Coordinate labeling data
━━━━━━━━━━━━━━━━━━━━━━━━━━━━━━
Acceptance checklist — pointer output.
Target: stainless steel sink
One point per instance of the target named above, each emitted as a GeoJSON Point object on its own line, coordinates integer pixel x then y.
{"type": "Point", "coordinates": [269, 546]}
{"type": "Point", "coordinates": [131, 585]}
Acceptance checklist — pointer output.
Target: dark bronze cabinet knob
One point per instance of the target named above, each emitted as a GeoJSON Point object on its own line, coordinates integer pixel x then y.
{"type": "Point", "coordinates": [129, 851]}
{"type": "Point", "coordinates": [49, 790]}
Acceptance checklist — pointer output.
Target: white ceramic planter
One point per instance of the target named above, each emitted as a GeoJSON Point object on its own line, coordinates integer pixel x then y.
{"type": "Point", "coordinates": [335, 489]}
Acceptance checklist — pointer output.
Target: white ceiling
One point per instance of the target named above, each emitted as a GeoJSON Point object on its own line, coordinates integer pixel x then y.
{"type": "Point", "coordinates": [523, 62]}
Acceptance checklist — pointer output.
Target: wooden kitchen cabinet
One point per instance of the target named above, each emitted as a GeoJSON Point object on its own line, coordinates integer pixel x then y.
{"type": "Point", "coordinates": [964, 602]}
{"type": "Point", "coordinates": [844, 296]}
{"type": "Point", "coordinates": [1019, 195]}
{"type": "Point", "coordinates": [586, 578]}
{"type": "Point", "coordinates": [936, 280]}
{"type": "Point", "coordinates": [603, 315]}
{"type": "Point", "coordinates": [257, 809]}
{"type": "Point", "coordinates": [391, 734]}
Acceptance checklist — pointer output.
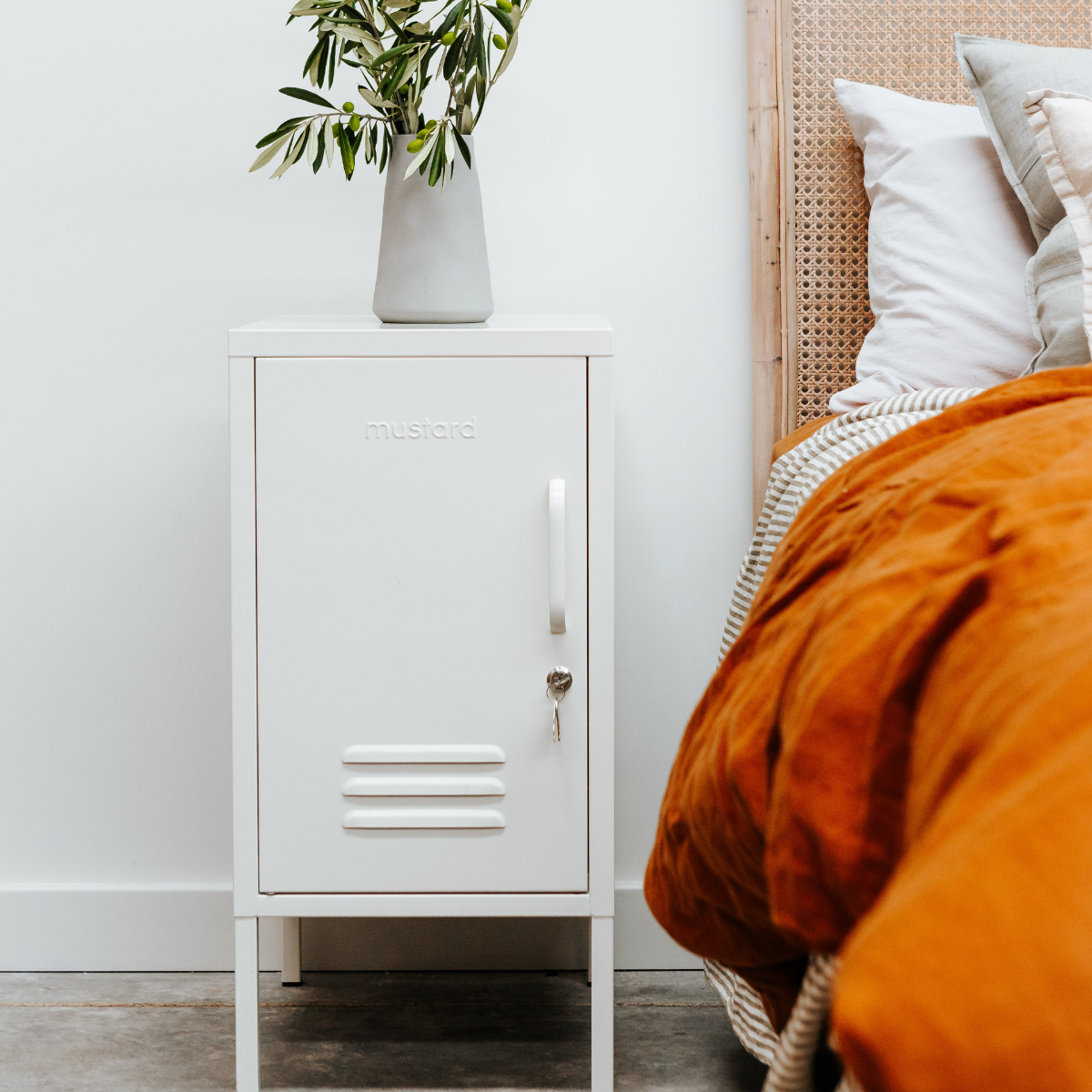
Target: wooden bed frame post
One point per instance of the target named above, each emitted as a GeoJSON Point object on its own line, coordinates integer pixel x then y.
━━━━━━━━━━━━━━━━━━━━━━━━━━━━━━
EXERCISE DIRECTIONS: Reproduce each entry precisely, dropping only the pictures.

RESULT OF THE EXERCISE:
Acceptance checklist — pointer output.
Target: stainless steel sink
One point per instance of the target named above, each emitted as a GeoJSON Point object on its own line, coordinates integer pixel x then y.
{"type": "Point", "coordinates": [269, 546]}
{"type": "Point", "coordinates": [131, 585]}
Acceptance checklist — pointer output.
Target: dark bronze cabinet knob
One point per instance of the target named above, each emitted as a GeoJSON Point object on its own line, coordinates integer pixel x then y.
{"type": "Point", "coordinates": [129, 851]}
{"type": "Point", "coordinates": [49, 790]}
Acceptance checklist — pointer output.
Target: white ceramic planter
One point per instance of the target named above, each emitted as a GeoJSON Point object on its own line, coordinates integer pixel x then y.
{"type": "Point", "coordinates": [335, 489]}
Acceptance checklist — pointer output.
Target: white ceiling
One point per instance of the target named above, each emitted as a GeoJSON Point object on its own line, coordinates integer pixel x then y.
{"type": "Point", "coordinates": [523, 62]}
Acceptance checklist — pointer output.
Target: wooden kitchen cabinet
One point per instance of the target named above, each emitted as a GeoJSON Point object on its own line, coordinates integer pixel x then y.
{"type": "Point", "coordinates": [964, 602]}
{"type": "Point", "coordinates": [844, 296]}
{"type": "Point", "coordinates": [1019, 195]}
{"type": "Point", "coordinates": [586, 578]}
{"type": "Point", "coordinates": [936, 280]}
{"type": "Point", "coordinates": [603, 315]}
{"type": "Point", "coordinates": [257, 809]}
{"type": "Point", "coordinates": [391, 734]}
Acceptance checklist — pointer output.
Target: wooden bed frame post
One point per instance of the target named above, each emitted as a GeoJSON Point object on its own line, coordinates integer pixel x then y.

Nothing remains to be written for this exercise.